* Aim: Can you reproduce the data below verbatim, keeping every line unchanged?

==== Records for processing

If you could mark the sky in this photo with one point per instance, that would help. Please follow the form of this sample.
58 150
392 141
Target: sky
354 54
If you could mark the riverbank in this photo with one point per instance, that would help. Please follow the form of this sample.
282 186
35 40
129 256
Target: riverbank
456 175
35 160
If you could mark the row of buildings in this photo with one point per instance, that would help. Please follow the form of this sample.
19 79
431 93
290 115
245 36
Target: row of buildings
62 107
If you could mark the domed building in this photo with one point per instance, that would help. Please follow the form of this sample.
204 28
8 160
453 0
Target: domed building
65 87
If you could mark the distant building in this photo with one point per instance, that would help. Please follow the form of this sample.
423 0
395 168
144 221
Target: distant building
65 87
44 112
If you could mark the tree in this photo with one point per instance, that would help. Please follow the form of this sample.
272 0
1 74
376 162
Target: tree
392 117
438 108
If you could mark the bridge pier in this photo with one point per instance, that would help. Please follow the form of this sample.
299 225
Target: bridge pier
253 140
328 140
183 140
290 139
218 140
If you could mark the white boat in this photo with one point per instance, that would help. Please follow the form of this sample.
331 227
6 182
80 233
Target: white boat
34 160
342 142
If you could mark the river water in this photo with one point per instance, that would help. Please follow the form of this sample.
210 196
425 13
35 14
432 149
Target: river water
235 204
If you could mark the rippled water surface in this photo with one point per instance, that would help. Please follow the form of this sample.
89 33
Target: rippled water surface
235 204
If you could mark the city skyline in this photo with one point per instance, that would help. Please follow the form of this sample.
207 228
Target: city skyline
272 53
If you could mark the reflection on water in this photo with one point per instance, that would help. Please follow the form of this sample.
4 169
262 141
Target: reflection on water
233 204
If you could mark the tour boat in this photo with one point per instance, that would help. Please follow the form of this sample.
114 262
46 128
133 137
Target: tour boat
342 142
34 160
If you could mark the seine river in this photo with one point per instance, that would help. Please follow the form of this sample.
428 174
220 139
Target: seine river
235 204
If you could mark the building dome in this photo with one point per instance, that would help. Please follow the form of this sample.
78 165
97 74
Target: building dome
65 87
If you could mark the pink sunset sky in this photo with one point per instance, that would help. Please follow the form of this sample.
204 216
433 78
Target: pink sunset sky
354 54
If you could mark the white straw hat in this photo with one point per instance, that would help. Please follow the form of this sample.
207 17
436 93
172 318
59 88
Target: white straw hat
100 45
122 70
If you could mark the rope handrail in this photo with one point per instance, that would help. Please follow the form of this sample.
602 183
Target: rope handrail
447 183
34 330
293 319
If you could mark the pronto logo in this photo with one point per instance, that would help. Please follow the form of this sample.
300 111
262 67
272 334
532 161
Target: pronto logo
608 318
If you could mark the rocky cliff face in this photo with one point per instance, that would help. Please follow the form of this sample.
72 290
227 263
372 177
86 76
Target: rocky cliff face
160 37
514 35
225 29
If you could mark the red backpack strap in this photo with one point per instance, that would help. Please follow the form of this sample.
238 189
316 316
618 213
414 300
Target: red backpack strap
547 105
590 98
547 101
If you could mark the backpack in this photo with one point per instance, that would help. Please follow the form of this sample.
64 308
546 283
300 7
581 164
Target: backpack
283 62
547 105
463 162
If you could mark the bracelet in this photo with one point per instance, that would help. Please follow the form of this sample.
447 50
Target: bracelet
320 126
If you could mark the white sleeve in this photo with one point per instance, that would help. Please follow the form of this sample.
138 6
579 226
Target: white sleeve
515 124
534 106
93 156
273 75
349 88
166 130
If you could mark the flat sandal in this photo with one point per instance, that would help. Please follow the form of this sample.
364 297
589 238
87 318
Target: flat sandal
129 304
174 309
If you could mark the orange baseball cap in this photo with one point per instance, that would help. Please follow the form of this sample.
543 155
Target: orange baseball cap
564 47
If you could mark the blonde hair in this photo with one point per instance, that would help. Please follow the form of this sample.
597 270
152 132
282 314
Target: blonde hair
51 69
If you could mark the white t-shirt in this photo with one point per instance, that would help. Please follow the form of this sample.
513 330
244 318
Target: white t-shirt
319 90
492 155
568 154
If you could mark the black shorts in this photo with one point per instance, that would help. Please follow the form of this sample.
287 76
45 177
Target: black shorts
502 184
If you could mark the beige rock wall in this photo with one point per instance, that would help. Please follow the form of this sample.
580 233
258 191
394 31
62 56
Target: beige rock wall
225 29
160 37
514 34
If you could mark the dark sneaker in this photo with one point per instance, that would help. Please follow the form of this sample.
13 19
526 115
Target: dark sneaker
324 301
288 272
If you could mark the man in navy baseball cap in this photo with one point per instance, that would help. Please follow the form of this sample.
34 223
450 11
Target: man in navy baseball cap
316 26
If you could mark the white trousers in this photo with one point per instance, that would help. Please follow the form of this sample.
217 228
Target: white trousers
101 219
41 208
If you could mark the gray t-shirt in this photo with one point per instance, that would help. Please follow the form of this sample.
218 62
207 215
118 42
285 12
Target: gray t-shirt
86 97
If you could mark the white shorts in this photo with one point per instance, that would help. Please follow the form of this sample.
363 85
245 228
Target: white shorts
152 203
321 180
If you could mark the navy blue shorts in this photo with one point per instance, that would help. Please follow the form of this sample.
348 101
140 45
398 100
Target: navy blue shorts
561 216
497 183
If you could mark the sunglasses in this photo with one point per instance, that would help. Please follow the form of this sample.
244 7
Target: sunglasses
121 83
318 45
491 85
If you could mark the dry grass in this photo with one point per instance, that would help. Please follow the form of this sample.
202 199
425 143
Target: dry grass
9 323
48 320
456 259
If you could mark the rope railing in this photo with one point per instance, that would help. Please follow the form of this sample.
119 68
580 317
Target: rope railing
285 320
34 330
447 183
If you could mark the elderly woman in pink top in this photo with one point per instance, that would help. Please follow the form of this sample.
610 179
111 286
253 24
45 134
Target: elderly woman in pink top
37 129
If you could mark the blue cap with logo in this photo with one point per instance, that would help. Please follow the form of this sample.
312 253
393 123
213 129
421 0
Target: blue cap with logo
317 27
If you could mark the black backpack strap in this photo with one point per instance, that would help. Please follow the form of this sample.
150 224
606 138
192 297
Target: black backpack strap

========

* Completed task:
If you could mark the sky in this photo with one point per instance, that would help. Please follow the form of this sample.
58 150
392 141
Target: sky
354 54
If you could mark the riverbank in this photo with one point per instance, that would help. Please follow the form of this sample.
282 186
35 40
129 256
Target: riverbank
456 175
35 160
If you could mark the row of buildings in this photo with one point per instance, that would help. Please follow the form of this sample.
19 79
431 93
290 115
245 36
Target: row of buildings
62 107
If you could mark the domed building in this photo with one point per instance, that would help. Please follow the form of this sample.
204 28
8 160
453 0
Target: domed building
65 87
If you could mark the distant building in this photo with one point per instance, that would help. Please follow the form of this sample.
423 0
395 168
144 221
Target: distant building
65 87
44 112
If you could mark the tree in this photo with one point per instance, that would help. Please follow the form of this sample.
272 0
1 74
376 162
Target: tree
392 117
438 108
If you could mark the bridge pier in this photo with one point per instance, that would help. Please follow the form of this sample.
299 225
Target: bridge pier
253 140
328 140
183 140
290 139
218 140
If you could mark the white boat in this photo with one point per instance, that would help. Please follow the form of this sample.
331 227
6 182
80 233
Target: white boat
34 160
342 142
If you could mark the river water in this photo with one point per instance, that would help. Please follow the form of this sample.
210 196
425 13
35 14
432 149
Target: river water
235 204
If you could mark the rippled water surface in this photo with one point per instance, that would help. Please follow the form of this sample.
89 33
Target: rippled water surface
235 204
If you could mark the city skyline in this photo with one point per instance, that would help. Please follow the form of this sample.
207 228
Target: city skyline
272 53
If you could mark the reflection on water in this photo with one point per instance, that would help. Please follow the form of this sample.
4 169
262 141
Target: reflection on water
233 204
If you could mark the tour boat in this photo with one point per instance, that would help. Please follow the form of this sample.
114 262
46 128
133 137
Target: tour boat
342 142
34 160
If you could mark the seine river in this photo with one point per instance, that would help. Please follow the form of this sample.
428 174
220 139
Target: seine river
235 204
If you could mark the building dome in this photo with one point per instance, that would help. Please follow the form of this sample.
78 165
97 74
Target: building dome
65 87
If you could mark the pink sunset sky in this photo with one point per instance, that would help. Please follow the form of this sample.
204 216
433 78
Target: pink sunset sky
354 54
If you could mark the white straw hat in this photo with one point per instance, that would help. Please follow the form of this sample.
207 17
436 93
172 318
59 88
Target: white straw hat
100 45
122 70
If you could mark the rope handrail in this photo with one point per instance, that would help. Please follow the form of this sample.
602 183
Target: rope handrail
447 183
34 330
293 319
If you could mark the pronto logo in this photo with one point per instance, that would help. Please follow the form of this sample.
300 111
262 67
272 334
532 161
Target: pronto logo
608 318
If you could mark the rocky cliff face in this photo with one point per instance, that would help. Please follow the form of this sample.
72 290
227 263
372 177
86 76
Target: rocky cliff face
160 37
514 35
225 29
If you could mark the red backpack strap in this photo with one point per instance, that would help. Please follow the form of this sample.
238 189
316 316
618 213
414 300
Target: red backpack strap
547 105
590 98
547 101
If you could mark the backpack in this photo with one point per instance, that would help. Please follow the form of this sample.
64 308
546 283
300 7
581 164
Target: backpack
283 62
547 105
463 162
If you could mark the bracelet in this photo with one point per instance, that would help. Please follow the form of this sample.
447 50
Target: bracelet
320 126
If you could mark the white sleeve in this photo with one point per instance, that would help. Please follow the form of this sample.
138 6
579 226
Target: white sleeve
515 124
534 106
93 156
273 75
349 88
166 130
If you could mark the flat sandal in this photo with one point per instance, that would help. Please follow the form of this sample.
364 297
589 238
87 318
Target: flat sandal
129 304
174 309
If you could mark the orange baseball cap in this photo with one point per instance, that would help. Please follow the form of this sample.
543 155
Target: orange baseball cap
564 47
If you could mark the blonde hair in this photo with one point per instance, that would help. Please follow the form of this sample.
597 270
152 132
282 314
Target: blonde hair
51 69
If you could mark the white t-shirt in this photo with one point per instance, that would help. Please follow the form of this sample.
513 330
244 318
Target: white t-shirt
319 90
492 155
568 154
If you could mark the black shorts in this photo with one point per instance, that would help. Please follow the form of this sample.
287 76
45 177
Target: black shorts
502 184
If you could mark the beige rock wall in this photo with one point per instance, that would help. Please follow the form of this sample.
580 233
258 191
394 31
62 56
Target: beige rock wall
225 29
160 37
514 34
If you could mark the dark sneaker in this photo with one point per instance, that would help. Please follow the form of this sample.
13 19
526 115
Target: dark sneaker
324 301
288 272
If you could mark the man in navy baseball cap in this photo with one point per instance, that would help. Please follow the form of this sample.
34 223
450 11
Target: man in navy baseball cap
316 26
If you could mark the white trousers in this photo with one point per instance, that would help. Please follow the form of this sample.
217 228
Target: white trousers
101 219
41 208
If you could mark the gray t-shirt in this photo with one point per instance, that would help. Please follow the form of this sample.
218 62
207 215
118 42
285 12
Target: gray t-shirt
86 97
If you could mark the white shorts in this photo with one point per instance, that would help. Please follow the form of this sample.
363 85
245 228
Target: white shorts
152 203
321 180
If you could mark the navy blue shorts in this photo with one point per instance, that would help. Please follow the form of this sample.
348 101
140 45
398 100
Target: navy blue shorts
561 216
497 183
If you could mark the sunglasses in this photo with one point per instance, that would help. Please follow the form of this sample.
244 7
Target: sunglasses
121 83
318 45
491 85
If you could mark the dry grass in this photo with one point per instance, that would help. Please follow the form of this sample.
202 199
425 143
Target: dry grass
9 323
48 320
456 259
If you could mark the rope railing in this photo with one point per instance, that would help. Please follow the form of this sample.
119 68
580 317
Target: rope railing
285 320
34 330
447 183
If you could mark the elderly woman in pink top in this photo with one point per instance, that would help. Please follow the form of this sample.
610 179
111 286
253 24
45 134
Target: elderly woman in pink top
37 129
If you could mark the blue cap with logo in this photo with one point per instance, that would help. Please follow the form of this sample.
312 253
393 123
213 129
421 0
Target: blue cap with logo
317 27
If you could mark the black backpack strap in this photo with one point per instance, that would help. Please follow the form of this sample.
150 224
606 138
192 297
Target: black backpack strap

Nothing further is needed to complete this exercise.